Given information >>
## START
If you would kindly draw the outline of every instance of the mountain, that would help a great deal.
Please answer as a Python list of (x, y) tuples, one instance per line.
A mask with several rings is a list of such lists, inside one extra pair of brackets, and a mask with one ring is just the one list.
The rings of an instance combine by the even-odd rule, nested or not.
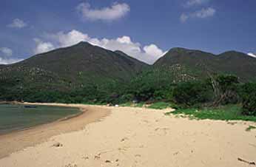
[(126, 82), (147, 64), (87, 42), (0, 67), (0, 81), (18, 87), (81, 87), (110, 81)]
[(226, 52), (214, 55), (200, 50), (173, 48), (154, 64), (154, 67), (179, 64), (196, 77), (209, 73), (225, 73), (238, 75), (242, 81), (256, 78), (256, 58), (243, 52)]

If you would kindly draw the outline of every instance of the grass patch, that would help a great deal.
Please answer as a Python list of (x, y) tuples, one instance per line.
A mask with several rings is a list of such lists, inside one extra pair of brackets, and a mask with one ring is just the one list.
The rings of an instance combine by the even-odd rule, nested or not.
[(119, 106), (132, 106), (132, 102), (127, 102), (125, 103), (121, 103)]
[(120, 106), (132, 106), (132, 107), (143, 107), (145, 104), (145, 102), (140, 102), (138, 103), (134, 103), (132, 102), (127, 102), (125, 103), (121, 103)]
[(248, 128), (246, 128), (246, 131), (249, 132), (249, 131), (251, 131), (251, 130), (252, 130), (252, 129), (256, 129), (255, 126), (249, 126)]
[(143, 107), (145, 104), (145, 102), (140, 102), (134, 105), (135, 107)]
[(148, 106), (148, 108), (154, 109), (164, 109), (169, 107), (172, 107), (172, 104), (166, 102), (157, 102)]
[(241, 106), (239, 105), (228, 105), (218, 108), (177, 109), (172, 112), (167, 112), (166, 115), (187, 115), (189, 118), (198, 120), (236, 120), (256, 122), (256, 117), (242, 115), (241, 110)]

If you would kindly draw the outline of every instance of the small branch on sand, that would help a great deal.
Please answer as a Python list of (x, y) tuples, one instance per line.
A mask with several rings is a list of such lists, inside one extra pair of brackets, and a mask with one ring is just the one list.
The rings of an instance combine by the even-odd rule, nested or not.
[(241, 158), (240, 158), (240, 157), (238, 158), (238, 160), (241, 161), (241, 162), (243, 162), (243, 163), (248, 163), (248, 164), (249, 164), (249, 165), (255, 166), (255, 162), (249, 162), (249, 161), (243, 160), (243, 159), (241, 159)]

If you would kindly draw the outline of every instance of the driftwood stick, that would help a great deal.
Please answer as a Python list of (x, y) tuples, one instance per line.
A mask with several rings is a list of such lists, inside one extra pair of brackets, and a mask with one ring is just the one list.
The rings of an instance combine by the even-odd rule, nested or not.
[(242, 158), (240, 158), (240, 157), (238, 157), (238, 160), (239, 161), (241, 161), (241, 162), (248, 163), (248, 164), (249, 164), (249, 165), (254, 165), (254, 166), (255, 166), (255, 162), (249, 162), (249, 161), (248, 161), (248, 160), (243, 160)]

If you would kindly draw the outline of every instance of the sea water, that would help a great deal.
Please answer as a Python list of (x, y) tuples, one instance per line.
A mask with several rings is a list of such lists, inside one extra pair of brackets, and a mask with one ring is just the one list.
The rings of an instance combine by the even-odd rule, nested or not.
## END
Given task >> Copy the lines from the line containing "stick, that would help a great deal." through the line containing "160), (243, 160)]", both included, and shift every x and y coordinate in the outlines by adding 122 to it.

Output >>
If you would kindly draw the outline of every instance of the driftwood stick, that would help a great deal.
Please answer as a Python list of (x, y) tuples, one instance per line.
A mask with several rings is a list of such lists, inside one extra pair of brackets, and a mask with one ring is just the one list.
The rings of an instance combine by the even-odd rule, nested or not.
[(364, 280), (362, 280), (362, 279), (360, 279), (360, 282), (361, 283), (363, 283), (363, 284), (370, 285), (370, 286), (371, 286), (371, 287), (376, 287), (376, 288), (377, 288), (377, 284), (371, 284), (371, 283), (370, 283), (370, 282), (365, 282)]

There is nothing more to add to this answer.